* [Tasks to carry out]
(a) In the fattie thread, what internal temperature does Nick Prochilo say the fattie should reach?
(b) Give a two-sentence summary of the fattie thread.
(c) Reproduce the section of the fattie thread that begins with the words containing "That's what i" and ends with "inside of them.".

# Wanna try my first Fattie..



## californiagrillin (Feb 13, 2010)

It's a beautiful 77 degrees out today, sitting in the backyard with the family enjoying some good music, board games and some cold adult pops and thought this would be a perfect time to try smoking a fattie. My question's are: Can I use any type of rub I choose, what temp should I be smoking it at and for how long?


----------



## Nick Prochilo (Feb 13, 2010)

I use my every day go to rub, what ever suits your fancy! I smoke them in the 260* range. Mine take about 3 hours but they are fat. I don't use breakfast sausage, I use italian sausage and stuff it with what ever is in the fridge! The internal temp should hit 165*.


----------



## californiagrillin (Feb 13, 2010)

Thanks Nick! All I have is breakfast sausage, but for a first run I think it should be fine. In the immortal words of "BW", I'll "Repoat" the results.


----------



## Nick Prochilo (Feb 13, 2010)

That's what i did my first one with. It becomes addicting and you will have to try and experiment with all different things aftre that! Every time I cook something for the firehouse, I always throw on 2 or 3 of them, the guys love um!


----------



## Vermin999 (Feb 13, 2010)

I have only made them with breakfast sausage and use whatever rub is on hand. I prefer making my fatties without anything inside of them.


----------



## californiagrillin (Feb 13, 2010)

so the grill is heating up, the rub is on the sausage and I'm going through my selection of wood chunks that I have available. Looks as though I'm out of Hickory, my choices are: Mesquite, Pecan or Apple. Recomendations?


----------



## BigGQ (Feb 13, 2010)

If it were me, I'd go with the Pecan.


----------



## bbquzz (Feb 13, 2010)

Pictures next please


----------



## Shores (Feb 13, 2010)

Pecan for me too.


----------



## californiagrillin (Feb 13, 2010)

Pecan it is! Pics coming.


----------



## californiagrillin (Feb 13, 2010)

WOW! I see what the fuss is about. Fattie turned out fabulous. Thank you all for your words of wisdom on grilling procedures and wood flavors. Very good. Made some biscuits and made it all the better. Will post pics manana as I have been slightly over served (by me, of course) and am unable to download at this moment   :?

* [Information given]
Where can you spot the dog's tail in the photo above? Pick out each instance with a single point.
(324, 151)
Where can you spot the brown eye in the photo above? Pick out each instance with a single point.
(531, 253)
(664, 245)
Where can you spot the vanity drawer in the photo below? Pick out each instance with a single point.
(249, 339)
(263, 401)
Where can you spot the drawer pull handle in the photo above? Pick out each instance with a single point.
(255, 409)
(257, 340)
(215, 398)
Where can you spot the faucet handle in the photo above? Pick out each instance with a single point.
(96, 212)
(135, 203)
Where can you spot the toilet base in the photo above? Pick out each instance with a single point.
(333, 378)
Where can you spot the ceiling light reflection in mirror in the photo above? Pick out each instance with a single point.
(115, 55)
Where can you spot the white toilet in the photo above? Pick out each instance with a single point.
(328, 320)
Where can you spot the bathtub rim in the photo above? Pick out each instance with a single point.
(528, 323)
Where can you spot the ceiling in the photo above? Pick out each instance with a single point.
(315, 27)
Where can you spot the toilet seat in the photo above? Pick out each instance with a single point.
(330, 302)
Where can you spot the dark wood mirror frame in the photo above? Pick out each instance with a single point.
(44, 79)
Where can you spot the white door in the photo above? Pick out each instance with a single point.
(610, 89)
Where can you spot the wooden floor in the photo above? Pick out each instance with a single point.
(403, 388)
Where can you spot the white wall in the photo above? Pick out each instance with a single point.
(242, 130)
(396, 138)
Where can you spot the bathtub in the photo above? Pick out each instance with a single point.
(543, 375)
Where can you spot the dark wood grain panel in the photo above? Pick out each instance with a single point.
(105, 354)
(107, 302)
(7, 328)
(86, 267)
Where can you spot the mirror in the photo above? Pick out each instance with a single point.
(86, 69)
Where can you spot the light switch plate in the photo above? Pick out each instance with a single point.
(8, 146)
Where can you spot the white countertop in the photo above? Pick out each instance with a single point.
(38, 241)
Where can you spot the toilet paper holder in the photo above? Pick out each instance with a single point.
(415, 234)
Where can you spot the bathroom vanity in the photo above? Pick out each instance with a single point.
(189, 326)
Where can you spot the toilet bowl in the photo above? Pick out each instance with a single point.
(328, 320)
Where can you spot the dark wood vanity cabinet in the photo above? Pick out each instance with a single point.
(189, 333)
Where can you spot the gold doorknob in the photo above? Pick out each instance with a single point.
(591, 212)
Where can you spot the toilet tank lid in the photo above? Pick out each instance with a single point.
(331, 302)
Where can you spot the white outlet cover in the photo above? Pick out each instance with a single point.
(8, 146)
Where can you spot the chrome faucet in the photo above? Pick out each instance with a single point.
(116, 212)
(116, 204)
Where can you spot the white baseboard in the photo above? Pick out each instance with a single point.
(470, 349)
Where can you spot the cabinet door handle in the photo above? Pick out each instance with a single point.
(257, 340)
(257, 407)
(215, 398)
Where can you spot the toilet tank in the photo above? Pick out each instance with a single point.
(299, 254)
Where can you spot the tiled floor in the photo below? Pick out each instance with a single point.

* [Outputs for the tasks]
(a) 165*

(b) A first-timer asks about rub, temperature and time for smoking a fattie, and Nick Prochilo advises any preferred rub, a smoker around 260* for about 3 hours, and an internal temperature of 165*. After other posters recommend pecan wood, the first-timer uses it and reports that the breakfast-sausage fattie, served with biscuits, turned out fabulous.

(c)
That's what i did my first one with. It becomes addicting and you will have to try and experiment with all different things aftre that! Every time I cook something for the firehouse, I always throw on 2 or 3 of them, the guys love um!


----------



## Vermin999 (Feb 13, 2010)

I have only made them with breakfast sausage and use whatever rub is on hand. I prefer making my fatties without anything inside of them.